Task to complete: Tally the lines in the listing below that contain the string "lamp", matching case exactly, and reply with the number alone.

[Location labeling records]
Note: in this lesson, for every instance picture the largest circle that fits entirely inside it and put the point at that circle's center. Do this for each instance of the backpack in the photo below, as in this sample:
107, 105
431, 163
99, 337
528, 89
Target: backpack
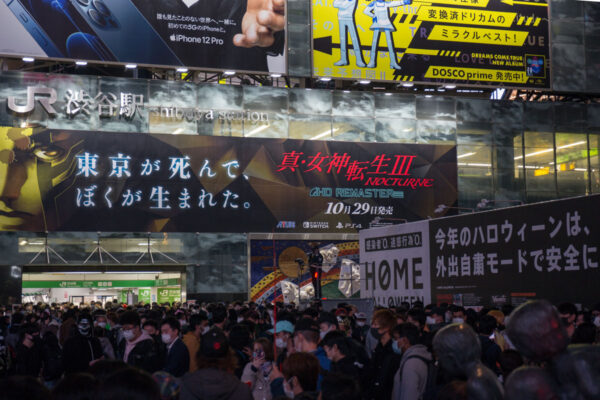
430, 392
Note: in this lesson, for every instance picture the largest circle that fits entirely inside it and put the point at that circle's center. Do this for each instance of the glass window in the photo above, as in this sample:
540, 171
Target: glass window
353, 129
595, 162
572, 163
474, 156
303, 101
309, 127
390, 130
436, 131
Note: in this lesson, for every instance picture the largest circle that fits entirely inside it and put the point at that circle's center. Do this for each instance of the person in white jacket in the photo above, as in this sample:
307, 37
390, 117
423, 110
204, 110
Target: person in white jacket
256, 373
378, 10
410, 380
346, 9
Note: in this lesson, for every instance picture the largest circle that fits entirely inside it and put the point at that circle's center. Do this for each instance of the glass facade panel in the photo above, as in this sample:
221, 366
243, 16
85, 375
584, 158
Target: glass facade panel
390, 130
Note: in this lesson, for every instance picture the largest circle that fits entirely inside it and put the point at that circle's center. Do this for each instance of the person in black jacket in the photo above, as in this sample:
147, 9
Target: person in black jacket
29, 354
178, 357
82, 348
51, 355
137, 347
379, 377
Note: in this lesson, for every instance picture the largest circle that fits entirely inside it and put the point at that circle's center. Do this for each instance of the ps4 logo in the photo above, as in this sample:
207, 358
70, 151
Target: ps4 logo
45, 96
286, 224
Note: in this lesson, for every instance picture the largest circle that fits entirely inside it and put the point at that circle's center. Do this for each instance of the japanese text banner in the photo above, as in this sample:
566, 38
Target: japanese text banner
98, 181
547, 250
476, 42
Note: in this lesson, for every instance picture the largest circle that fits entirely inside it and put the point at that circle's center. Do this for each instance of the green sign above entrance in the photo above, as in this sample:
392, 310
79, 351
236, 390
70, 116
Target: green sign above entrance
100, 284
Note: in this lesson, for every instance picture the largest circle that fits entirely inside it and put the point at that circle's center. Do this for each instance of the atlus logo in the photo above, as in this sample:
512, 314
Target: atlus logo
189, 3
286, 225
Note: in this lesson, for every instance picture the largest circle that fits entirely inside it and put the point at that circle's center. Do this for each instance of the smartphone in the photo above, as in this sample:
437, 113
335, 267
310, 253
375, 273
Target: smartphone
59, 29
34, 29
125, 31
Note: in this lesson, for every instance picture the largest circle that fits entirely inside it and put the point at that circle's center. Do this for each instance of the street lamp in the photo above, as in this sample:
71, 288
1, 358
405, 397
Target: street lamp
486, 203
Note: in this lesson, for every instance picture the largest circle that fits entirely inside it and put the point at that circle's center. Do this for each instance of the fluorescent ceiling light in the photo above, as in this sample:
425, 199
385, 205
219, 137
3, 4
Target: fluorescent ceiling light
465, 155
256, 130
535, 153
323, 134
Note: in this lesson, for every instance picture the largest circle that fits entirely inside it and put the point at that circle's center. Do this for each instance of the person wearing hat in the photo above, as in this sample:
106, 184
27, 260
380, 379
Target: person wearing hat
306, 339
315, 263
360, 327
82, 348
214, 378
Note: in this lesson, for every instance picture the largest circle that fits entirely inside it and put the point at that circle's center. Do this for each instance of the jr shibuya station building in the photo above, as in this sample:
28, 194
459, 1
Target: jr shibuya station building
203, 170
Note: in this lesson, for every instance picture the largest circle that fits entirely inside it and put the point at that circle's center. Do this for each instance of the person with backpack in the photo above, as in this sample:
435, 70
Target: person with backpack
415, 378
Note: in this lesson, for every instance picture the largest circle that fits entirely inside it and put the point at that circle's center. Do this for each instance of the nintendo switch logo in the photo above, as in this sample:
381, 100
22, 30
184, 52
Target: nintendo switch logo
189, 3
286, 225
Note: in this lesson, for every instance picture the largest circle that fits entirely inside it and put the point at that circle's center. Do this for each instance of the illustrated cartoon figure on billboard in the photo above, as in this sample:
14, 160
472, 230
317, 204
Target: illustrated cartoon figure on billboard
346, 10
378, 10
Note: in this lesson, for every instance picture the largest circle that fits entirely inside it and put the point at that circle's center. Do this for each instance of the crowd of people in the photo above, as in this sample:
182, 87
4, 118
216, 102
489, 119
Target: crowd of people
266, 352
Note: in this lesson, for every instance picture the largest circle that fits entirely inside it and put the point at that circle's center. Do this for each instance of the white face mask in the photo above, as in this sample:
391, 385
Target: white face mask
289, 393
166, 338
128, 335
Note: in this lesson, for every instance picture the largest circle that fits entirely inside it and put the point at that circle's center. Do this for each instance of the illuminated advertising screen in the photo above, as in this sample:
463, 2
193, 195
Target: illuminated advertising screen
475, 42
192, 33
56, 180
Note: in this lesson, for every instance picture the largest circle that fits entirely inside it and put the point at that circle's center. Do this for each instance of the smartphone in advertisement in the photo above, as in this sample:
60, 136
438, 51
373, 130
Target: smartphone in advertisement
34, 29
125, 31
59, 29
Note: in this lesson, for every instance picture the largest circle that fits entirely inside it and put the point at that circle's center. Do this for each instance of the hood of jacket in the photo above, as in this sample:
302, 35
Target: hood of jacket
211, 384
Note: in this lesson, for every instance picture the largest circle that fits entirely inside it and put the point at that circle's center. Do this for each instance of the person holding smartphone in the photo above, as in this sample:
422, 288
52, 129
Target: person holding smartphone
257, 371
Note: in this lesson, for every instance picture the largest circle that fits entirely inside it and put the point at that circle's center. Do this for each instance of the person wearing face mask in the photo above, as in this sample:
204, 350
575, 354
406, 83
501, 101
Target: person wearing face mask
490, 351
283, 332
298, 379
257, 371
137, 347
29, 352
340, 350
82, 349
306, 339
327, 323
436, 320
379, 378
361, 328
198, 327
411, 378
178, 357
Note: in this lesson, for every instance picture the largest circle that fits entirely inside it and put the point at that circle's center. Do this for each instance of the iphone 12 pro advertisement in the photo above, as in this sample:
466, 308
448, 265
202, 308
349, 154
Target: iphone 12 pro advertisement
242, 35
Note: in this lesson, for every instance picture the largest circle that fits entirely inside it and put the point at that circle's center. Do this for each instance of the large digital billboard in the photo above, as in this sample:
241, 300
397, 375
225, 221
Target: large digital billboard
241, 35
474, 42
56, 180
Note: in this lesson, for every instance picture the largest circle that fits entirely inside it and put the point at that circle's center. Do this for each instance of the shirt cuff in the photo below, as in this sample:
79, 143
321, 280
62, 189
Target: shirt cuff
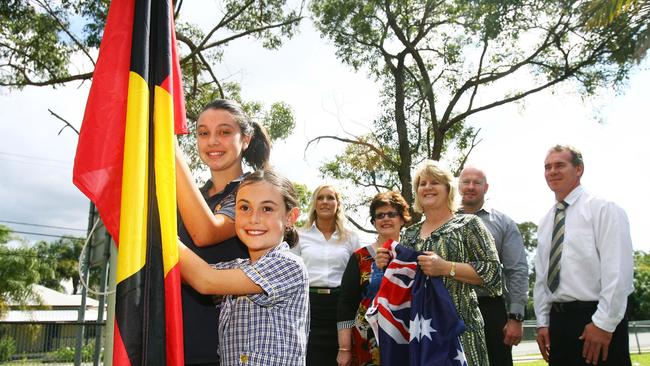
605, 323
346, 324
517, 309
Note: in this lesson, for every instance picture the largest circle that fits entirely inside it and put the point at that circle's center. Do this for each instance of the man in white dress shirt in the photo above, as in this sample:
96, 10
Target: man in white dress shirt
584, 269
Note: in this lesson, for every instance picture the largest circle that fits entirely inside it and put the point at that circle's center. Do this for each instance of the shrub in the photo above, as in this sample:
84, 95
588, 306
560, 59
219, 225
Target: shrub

---

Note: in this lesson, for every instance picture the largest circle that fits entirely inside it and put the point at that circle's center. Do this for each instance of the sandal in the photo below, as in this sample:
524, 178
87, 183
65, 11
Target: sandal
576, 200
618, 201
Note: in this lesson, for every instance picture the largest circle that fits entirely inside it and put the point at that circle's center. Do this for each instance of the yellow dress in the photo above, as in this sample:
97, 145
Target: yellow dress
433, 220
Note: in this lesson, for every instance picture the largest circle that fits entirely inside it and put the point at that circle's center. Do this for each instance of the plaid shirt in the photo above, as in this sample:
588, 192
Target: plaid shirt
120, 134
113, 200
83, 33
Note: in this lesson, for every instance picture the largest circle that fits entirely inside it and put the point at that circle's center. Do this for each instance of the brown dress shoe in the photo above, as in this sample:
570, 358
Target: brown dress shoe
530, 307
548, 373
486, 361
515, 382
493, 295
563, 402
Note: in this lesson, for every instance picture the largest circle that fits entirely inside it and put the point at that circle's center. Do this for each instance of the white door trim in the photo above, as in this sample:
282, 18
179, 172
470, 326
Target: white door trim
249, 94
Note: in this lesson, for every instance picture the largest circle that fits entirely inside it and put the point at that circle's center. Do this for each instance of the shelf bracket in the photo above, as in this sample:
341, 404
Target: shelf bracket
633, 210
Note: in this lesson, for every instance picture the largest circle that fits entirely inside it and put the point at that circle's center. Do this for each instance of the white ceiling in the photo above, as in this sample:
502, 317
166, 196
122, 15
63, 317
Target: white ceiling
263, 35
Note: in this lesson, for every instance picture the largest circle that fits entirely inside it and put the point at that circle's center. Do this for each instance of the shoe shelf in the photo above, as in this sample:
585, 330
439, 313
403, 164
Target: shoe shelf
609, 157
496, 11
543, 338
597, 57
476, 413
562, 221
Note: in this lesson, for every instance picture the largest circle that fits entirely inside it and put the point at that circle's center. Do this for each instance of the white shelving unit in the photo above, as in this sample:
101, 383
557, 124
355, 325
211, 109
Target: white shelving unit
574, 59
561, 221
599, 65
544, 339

...

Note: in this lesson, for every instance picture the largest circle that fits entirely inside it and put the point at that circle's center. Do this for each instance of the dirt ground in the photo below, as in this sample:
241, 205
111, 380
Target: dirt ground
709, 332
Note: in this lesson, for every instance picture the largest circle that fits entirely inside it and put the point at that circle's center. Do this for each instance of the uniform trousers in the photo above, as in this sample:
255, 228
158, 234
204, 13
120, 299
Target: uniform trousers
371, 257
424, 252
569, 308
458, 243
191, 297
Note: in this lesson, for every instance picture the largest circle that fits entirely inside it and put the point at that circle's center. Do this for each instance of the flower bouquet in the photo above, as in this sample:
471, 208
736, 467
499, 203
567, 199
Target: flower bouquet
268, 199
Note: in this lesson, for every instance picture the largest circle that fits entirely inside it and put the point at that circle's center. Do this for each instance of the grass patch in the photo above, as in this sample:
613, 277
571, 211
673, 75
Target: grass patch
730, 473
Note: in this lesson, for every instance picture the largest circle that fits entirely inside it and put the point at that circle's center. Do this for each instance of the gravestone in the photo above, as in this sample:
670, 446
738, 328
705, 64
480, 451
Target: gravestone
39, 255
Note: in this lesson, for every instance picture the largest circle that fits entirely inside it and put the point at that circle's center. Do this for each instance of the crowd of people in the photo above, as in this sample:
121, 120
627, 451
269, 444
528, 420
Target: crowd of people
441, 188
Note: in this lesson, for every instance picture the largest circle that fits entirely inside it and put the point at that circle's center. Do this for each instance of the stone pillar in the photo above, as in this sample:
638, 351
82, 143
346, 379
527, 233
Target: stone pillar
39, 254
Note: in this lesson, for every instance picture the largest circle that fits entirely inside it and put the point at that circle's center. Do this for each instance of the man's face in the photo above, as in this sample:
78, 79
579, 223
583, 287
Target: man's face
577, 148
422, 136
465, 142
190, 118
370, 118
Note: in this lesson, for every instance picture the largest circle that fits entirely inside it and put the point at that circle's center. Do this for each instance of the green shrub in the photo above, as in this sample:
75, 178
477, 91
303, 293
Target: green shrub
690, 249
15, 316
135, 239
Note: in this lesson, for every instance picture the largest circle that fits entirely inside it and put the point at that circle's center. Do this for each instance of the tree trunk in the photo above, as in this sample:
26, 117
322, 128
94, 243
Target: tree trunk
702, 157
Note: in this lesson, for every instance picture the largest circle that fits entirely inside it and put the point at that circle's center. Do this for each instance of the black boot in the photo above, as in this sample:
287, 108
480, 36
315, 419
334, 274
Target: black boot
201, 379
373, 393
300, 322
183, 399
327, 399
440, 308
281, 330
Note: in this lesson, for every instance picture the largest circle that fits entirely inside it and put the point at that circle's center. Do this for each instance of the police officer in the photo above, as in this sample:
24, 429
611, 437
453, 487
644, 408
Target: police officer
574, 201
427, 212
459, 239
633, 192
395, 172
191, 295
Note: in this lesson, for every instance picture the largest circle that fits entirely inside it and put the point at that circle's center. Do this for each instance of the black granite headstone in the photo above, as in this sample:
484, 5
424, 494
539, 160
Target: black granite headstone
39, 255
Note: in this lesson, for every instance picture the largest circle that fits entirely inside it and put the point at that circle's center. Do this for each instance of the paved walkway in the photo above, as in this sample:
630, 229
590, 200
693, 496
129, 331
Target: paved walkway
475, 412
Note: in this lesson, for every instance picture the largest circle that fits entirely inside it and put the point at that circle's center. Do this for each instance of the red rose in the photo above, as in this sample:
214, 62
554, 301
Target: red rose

Answer for the task: 2